Top of Records for this task
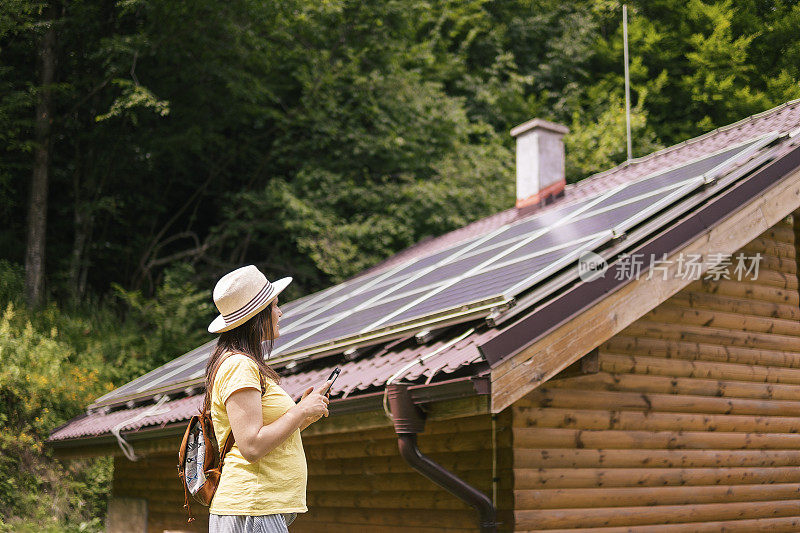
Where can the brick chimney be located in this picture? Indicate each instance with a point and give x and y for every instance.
(540, 162)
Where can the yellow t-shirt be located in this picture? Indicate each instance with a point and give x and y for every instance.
(276, 483)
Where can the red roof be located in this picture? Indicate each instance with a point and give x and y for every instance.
(371, 372)
(783, 118)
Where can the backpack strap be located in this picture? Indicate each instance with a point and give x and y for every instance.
(181, 474)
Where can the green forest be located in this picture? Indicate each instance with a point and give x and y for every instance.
(150, 146)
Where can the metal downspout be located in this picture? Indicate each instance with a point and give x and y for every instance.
(408, 421)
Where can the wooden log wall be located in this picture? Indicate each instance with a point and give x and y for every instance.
(691, 422)
(357, 480)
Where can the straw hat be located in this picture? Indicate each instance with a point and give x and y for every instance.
(241, 294)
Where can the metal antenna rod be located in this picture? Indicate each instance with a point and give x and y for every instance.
(627, 80)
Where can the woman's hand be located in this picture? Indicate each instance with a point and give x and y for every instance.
(314, 404)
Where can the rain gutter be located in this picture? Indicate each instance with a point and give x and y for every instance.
(409, 420)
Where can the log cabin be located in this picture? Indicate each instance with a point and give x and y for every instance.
(551, 392)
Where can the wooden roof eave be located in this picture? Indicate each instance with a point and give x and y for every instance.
(555, 335)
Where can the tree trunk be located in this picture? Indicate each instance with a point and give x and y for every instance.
(37, 203)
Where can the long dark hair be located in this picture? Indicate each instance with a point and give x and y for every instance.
(246, 339)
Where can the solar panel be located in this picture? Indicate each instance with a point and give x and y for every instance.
(471, 276)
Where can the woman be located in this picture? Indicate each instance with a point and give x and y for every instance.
(263, 482)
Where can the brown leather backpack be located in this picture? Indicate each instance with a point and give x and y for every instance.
(199, 458)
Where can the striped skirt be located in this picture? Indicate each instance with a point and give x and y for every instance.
(270, 523)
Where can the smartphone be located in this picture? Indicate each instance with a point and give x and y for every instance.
(333, 376)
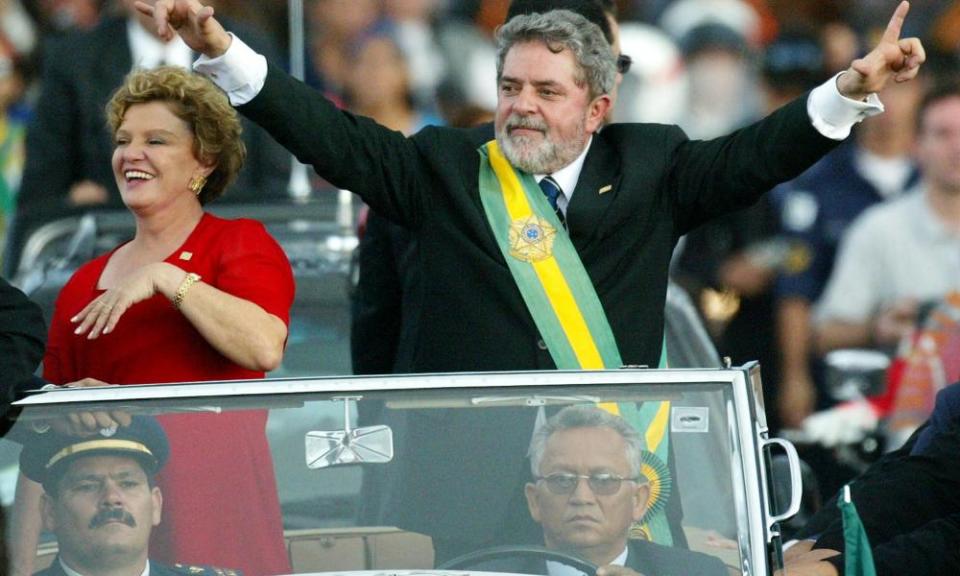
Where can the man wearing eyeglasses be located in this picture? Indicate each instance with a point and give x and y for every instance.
(587, 492)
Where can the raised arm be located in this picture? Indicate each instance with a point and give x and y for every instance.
(349, 151)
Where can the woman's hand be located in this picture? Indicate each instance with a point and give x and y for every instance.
(102, 314)
(87, 423)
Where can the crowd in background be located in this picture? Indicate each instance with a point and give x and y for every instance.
(710, 66)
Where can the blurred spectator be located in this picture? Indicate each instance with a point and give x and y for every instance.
(722, 85)
(414, 33)
(14, 115)
(815, 211)
(68, 145)
(683, 16)
(654, 89)
(840, 45)
(334, 27)
(468, 45)
(17, 30)
(56, 17)
(904, 252)
(378, 86)
(729, 264)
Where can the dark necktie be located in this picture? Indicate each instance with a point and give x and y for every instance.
(552, 191)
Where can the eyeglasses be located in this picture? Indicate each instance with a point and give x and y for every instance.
(563, 483)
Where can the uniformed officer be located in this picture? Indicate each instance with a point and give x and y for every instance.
(100, 499)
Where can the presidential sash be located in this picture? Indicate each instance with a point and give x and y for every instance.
(566, 309)
(546, 267)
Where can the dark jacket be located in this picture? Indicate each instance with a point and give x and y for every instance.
(644, 557)
(471, 316)
(156, 569)
(23, 335)
(909, 502)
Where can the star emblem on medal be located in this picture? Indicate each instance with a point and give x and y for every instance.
(531, 239)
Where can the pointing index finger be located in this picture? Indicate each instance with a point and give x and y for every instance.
(892, 33)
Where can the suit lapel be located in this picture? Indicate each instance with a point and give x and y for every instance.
(596, 190)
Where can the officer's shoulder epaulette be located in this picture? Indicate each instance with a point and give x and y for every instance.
(195, 570)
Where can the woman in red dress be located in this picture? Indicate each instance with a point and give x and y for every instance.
(192, 297)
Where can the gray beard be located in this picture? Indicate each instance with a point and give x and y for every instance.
(545, 158)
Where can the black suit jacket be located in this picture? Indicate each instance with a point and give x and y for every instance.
(471, 316)
(68, 140)
(909, 501)
(644, 557)
(156, 569)
(23, 335)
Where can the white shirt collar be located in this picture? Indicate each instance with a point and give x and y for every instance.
(560, 569)
(147, 51)
(568, 176)
(71, 572)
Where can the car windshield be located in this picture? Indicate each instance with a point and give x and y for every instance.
(379, 473)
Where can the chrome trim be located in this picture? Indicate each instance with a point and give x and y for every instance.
(342, 385)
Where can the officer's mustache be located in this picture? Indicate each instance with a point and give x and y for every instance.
(112, 515)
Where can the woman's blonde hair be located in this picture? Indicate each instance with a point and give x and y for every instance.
(196, 101)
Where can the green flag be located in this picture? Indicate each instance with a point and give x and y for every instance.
(858, 556)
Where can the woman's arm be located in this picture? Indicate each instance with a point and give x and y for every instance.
(239, 329)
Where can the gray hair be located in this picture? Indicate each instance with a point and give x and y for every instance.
(564, 30)
(586, 416)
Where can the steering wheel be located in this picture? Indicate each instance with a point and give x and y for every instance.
(535, 552)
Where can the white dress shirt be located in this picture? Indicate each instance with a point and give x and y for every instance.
(561, 569)
(147, 51)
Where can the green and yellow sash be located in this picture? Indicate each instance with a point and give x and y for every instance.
(566, 309)
(546, 267)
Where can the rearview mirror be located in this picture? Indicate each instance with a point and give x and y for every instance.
(369, 444)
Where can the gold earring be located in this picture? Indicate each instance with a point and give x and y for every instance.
(197, 183)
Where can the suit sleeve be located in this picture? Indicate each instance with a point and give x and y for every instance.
(22, 337)
(351, 152)
(712, 177)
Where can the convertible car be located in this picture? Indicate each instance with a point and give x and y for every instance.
(331, 439)
(342, 447)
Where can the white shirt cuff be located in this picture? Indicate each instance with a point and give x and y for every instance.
(833, 114)
(239, 72)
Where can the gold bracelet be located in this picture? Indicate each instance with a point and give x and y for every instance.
(189, 281)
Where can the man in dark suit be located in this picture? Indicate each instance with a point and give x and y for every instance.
(69, 147)
(100, 499)
(628, 193)
(23, 335)
(908, 502)
(587, 492)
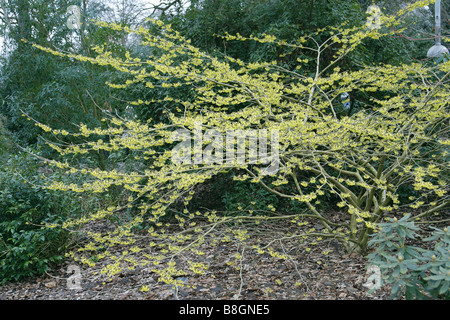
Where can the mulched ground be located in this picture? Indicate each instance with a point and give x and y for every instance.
(307, 275)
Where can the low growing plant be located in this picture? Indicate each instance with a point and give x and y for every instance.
(414, 272)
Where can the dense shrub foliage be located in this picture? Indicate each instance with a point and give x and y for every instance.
(365, 159)
(414, 272)
(27, 246)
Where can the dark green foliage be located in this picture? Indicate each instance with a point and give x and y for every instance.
(27, 247)
(414, 272)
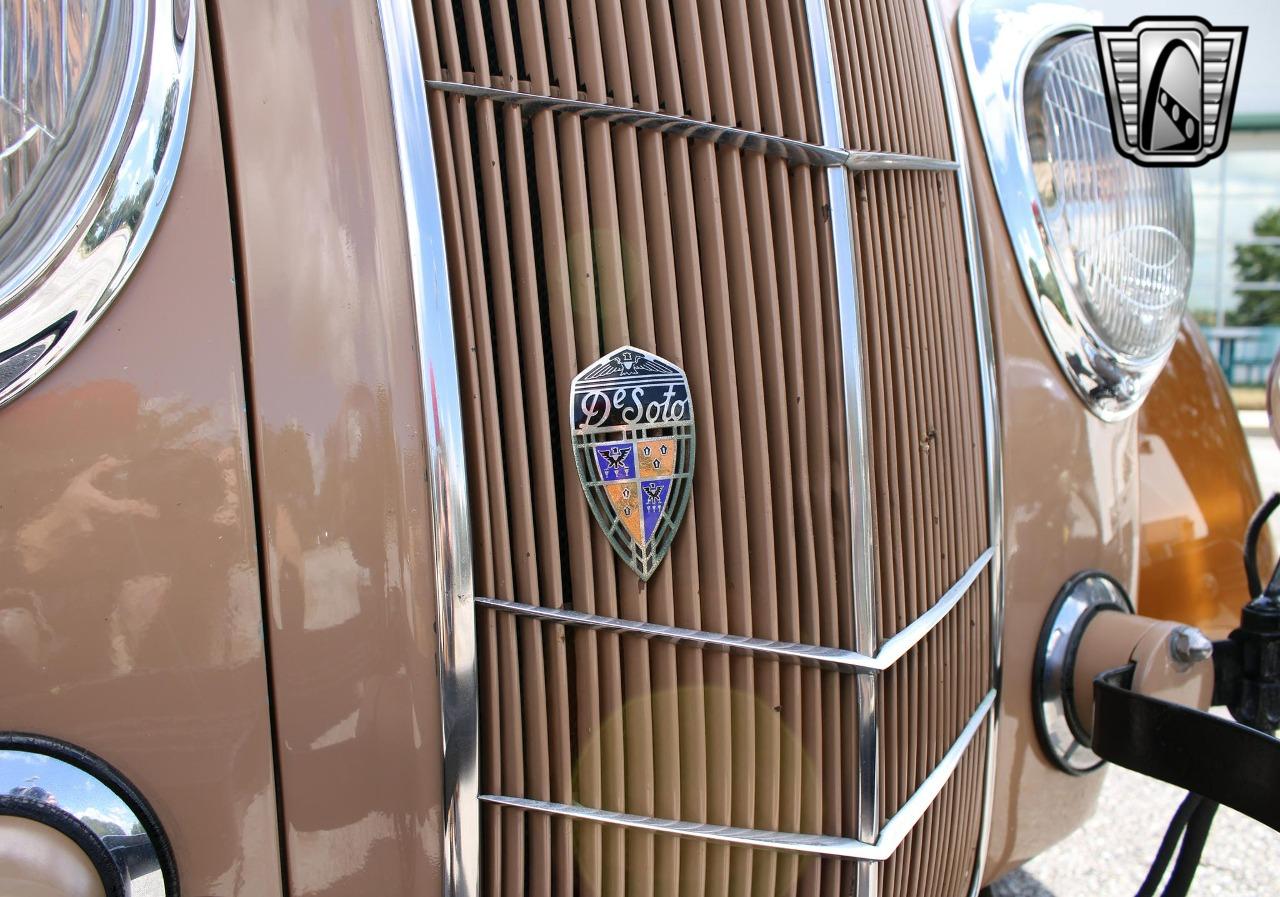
Bottom of Records for this task
Task item
Your answer must be an exact copy of the records, with every picture left out.

Reply
Where can the brick chimney be located in this picture? Indicate each instance with a point and give x and y for every instance.
(540, 162)
Where can the yellow t-shirt be located in this picture? Indicate each instance with a point and give x and y for every instance.
(276, 483)
Where can the red roof be located in this picture? Indicate each instance with a point and give x and y for every instance.
(371, 372)
(783, 118)
Where can the backpack strap be located in this picture? Indicate each instance with a point and give x and y for every instance.
(181, 474)
Where can the green forest be located in this picture? Indicate each instance with a point and give x and y for every instance.
(150, 146)
Where can the metal downspout be located in this picture? Indicate each instance with a point and give x and y for every instance.
(408, 421)
Where can the wooden log wall be located in this picture? Indicate each instance with a point and give x and y for every instance.
(691, 422)
(357, 480)
Where can the straw hat be located in this picture? Indicate each instance with a point and give x and y for every instance.
(241, 294)
Where can the metal antenna rod be located in this picture? Indicate each instance with a point and give x and y for every instance.
(627, 80)
Where can the woman's hand be located in this picture? Indicate each instance with a point and give x and y for every instance.
(314, 404)
Where can the rain gutter be located in this picture? Indicate each instance with a point and give x and y for every instance.
(409, 420)
Where can the log cabin be located in this picture? Indicate each instance with a point and give x and y for every instance.
(551, 392)
Where can the wooden roof eave be located in this picture? Indicate each instance with a point and give x and y for every instance.
(555, 335)
Where can the tree trunk be located in this picture? Indicate each instance with a point and give x and y for every instance.
(37, 203)
Where can the long dark hair be located in this picture? Indicate each instance with a point and give x and y for every instance.
(246, 339)
Where can the solar panel be located in this picture? Indicate each instance with a point and give x and y for every instance.
(471, 276)
Where can the woman be located in this picture? Indicate each instance with a point and give x and y for every instance.
(263, 482)
Where can the brown leather backpack be located in this picture? Indicate each instance with a point and give x and y for every instance.
(199, 458)
Where can the striped skirt be located in this picture? Indicate each instance with a point and give x and y for every instance.
(270, 523)
Where can the smartphone be located in this picture? Indicate each instance with a point and give x and y for every instance.
(333, 376)
Where can the man wearing eyeglasses be located in this picture? Indicate each instance with a point and give x and y for every instance.
(587, 492)
Where can the raised arm be located in this picture? Indicate each instance with a point and give x and y for every instance.
(349, 151)
Where can the woman's hand be located in this picture? Indicate each instance with a point and give x and y for every instance.
(102, 314)
(87, 423)
Where can the crowd in background be located in this picture? Indicate each instance with a point and give x and y for every instance.
(710, 66)
Where can the blurred spectator be located in this picture? Indicate each instance with a point and give x and y for every instance.
(722, 85)
(414, 33)
(14, 115)
(815, 211)
(68, 145)
(683, 16)
(654, 89)
(840, 45)
(334, 27)
(468, 45)
(17, 30)
(56, 17)
(904, 252)
(378, 86)
(729, 264)
Where can the dark necktie be located in this picture? Indicate each instance with a point and give x and y for every instance.
(552, 191)
Where can the eyeglasses be located in this picture? Indicate each instance with a point and give x and y for every instance.
(563, 483)
Where can the uniformed officer be located in this picture? Indicate each instance with a point and give x and y for every instance.
(100, 499)
Where can the presidential sash be located in this picture? Indicate each instance with a point and give x and y for every instance.
(566, 309)
(546, 267)
Where can the dark jacket be located in this picture? Indicate each instance with a point and give x and y for every instance.
(644, 557)
(471, 316)
(156, 569)
(23, 335)
(909, 502)
Where can the star emblem on medal be located in this picture? Indicate each instance with a point and give x and y for every instance.
(531, 239)
Where can the pointing index finger be located in this picture? Indicate each instance with a point and give x and y for every instance.
(892, 33)
Where can the suit lapel be located in this picture? Indicate each instance with a point and give x and y for every instance.
(596, 190)
Where can the officer's shoulder epaulette be located in this picture? Indicate each instance with a point and give x and y for every instance.
(195, 570)
Where can the woman in red dress be located in this picture? Indicate each instance with a point and give x and y for every instance.
(192, 297)
Where can the gray beard be located in this picture? Indicate each instance with a point and give x and y for every instance.
(545, 158)
Where can the black suit jacket be located in this picture? Indicate each instance with a point and give x and y for every instance.
(471, 316)
(68, 140)
(909, 501)
(644, 557)
(156, 569)
(23, 335)
Where can the white shirt collar be located in this picture? Indicate each instance with a point and give x and y for every instance.
(560, 569)
(147, 51)
(568, 176)
(71, 572)
Where can the car windshield be located in this picture? Indicate each instance with a point and give x and y for every instance.
(379, 473)
Where can the chrome trim be located in this picture? Indicate each instance with a point and give x and y for every instance.
(342, 385)
Where can the officer's mustache be located in this picture? Indicate each instance with a point and give x and y for every instance.
(112, 515)
Where can the woman's blonde hair be located in this picture? Indicate each instance with a point and give x and y for every instance.
(196, 101)
Where can the green flag be located in this picture? Indicate each instance with a point and give x and y for every instance.
(858, 556)
Where can the woman's arm be located in this picture? Indicate each instance with a point and give x and y for every instance.
(239, 329)
Where can the gray hair be located in this picture? Indicate each instance with a point and give x and y for every instance.
(564, 30)
(586, 416)
Where can the steering wheel be located in this picture? Indicate each instance with a point and give x and y for every instance.
(535, 552)
Where can the white dress shirt be located in this picture? Indicate each instance with a point and give x and y for every instance.
(561, 569)
(147, 51)
Where can the green and yellow sash be located in this picture? Indicate each instance with a point and give x and y for every instance.
(566, 309)
(546, 267)
Where can the rearview mirror be located in this picture? Indicate each instance with a point and give x and y for every instance.
(369, 444)
Where can the gold earring be located in this picture? Indicate each instance with a point and give x and y for every instance.
(197, 183)
Where can the suit sleeve be located in this picture? Indicate each instance with a point and give x and y for every instance.
(22, 337)
(351, 152)
(712, 177)
Where can the convertible car be located in this picture? Indicate each instance with a point and give x and y for every instance.
(331, 439)
(342, 447)
Where can the white shirt cuff be located in this picture? Indicate each instance with a point and give x and y for every instance.
(833, 114)
(239, 72)
Where can the gold bracelet be located in this picture? Indicate each instance with a point and give x and y for every instance.
(189, 281)
Where can the man in dark suit be located in this picture? Indicate each instance with a point and give x and y for every instance.
(69, 147)
(100, 499)
(628, 193)
(23, 335)
(908, 502)
(587, 492)
Where can the mulched ground be located in this picture? Indicate each instance with a point and give x and y for every instance.
(307, 275)
Where can the low growing plant be located in this picture? Indicate each instance with a point and give x and y for every instance.
(414, 272)
Where can the dense shrub foliage be located in this picture? Indicate each instance with a point and give x and y for every instance.
(365, 159)
(414, 272)
(27, 246)
Where can the dark green foliage be located in this picture? Indicate each instance with a point and give x and y for every instance.
(27, 247)
(414, 272)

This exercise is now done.